Rewrite the lines of all the records as a numbered list, skipping any blank lines and leaving the pictures out.

* Start *

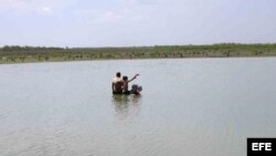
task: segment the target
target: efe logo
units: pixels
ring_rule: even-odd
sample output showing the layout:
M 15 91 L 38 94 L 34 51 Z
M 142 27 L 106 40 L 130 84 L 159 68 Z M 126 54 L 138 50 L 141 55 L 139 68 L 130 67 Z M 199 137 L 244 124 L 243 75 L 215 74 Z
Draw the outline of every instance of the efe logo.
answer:
M 247 156 L 276 156 L 276 138 L 247 138 Z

* End *

*SOLUTION TO THIS PROBLEM*:
1. task: segment the target
2. target: efe logo
3. units: pixels
4. ring_rule: even-odd
5. sample output showing the layout:
6. M 15 91 L 38 94 L 34 51 Z
7. M 142 27 L 106 40 L 130 84 L 159 68 Z M 126 54 L 138 50 L 141 55 L 139 68 L 130 67 Z M 199 137 L 244 124 L 243 75 L 215 74 Z
8. Draw the outline of every instance of the efe logo.
9. answer:
10. M 247 156 L 276 156 L 276 138 L 247 138 Z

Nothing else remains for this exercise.